WHAT YOU HAVE TO DO: Pull out every line of the material below that contains the string "point". Uppercase and lowercase letters count as different.
== STORED DATA
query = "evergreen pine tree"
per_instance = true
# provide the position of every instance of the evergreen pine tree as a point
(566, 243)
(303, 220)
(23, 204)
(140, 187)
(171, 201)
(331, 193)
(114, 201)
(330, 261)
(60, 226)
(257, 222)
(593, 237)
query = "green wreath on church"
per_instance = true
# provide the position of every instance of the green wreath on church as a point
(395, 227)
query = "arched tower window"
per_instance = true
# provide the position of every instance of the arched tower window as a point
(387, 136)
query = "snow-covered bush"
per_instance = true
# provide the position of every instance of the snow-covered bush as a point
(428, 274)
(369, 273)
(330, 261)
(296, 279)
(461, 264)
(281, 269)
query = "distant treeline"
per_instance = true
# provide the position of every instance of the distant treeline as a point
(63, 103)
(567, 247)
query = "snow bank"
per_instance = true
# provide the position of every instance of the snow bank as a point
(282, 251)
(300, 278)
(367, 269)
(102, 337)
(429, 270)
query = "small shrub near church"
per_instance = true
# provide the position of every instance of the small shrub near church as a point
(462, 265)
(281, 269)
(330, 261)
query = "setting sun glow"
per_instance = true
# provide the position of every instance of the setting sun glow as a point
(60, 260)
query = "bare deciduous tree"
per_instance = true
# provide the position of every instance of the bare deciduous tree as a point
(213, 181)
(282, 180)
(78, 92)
====
== STORED DATA
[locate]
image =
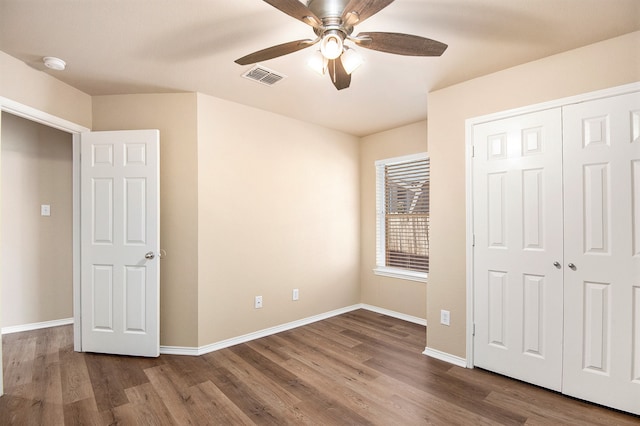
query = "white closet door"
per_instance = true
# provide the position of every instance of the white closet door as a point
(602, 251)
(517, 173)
====
RESULT BELOW:
# provide the position of every instance of the evergreen pine tree as a point
# provide the position of every instance of the green wreath on church as a point
# provide the position of every instance of the arched tower window as a point
# provide the position of every instance of the snow-covered bush as a point
# provide the position of every instance of the distant treeline as a point
# provide the position of every instance of the snow bank as a point
# provide the position of every instance of the small shrub near church as a point
# provide the position of every instance of the setting sun glow as a point
# provide the position of every instance of the bare deciduous tree as a point
# provide the position of every instance of the white closet door as a point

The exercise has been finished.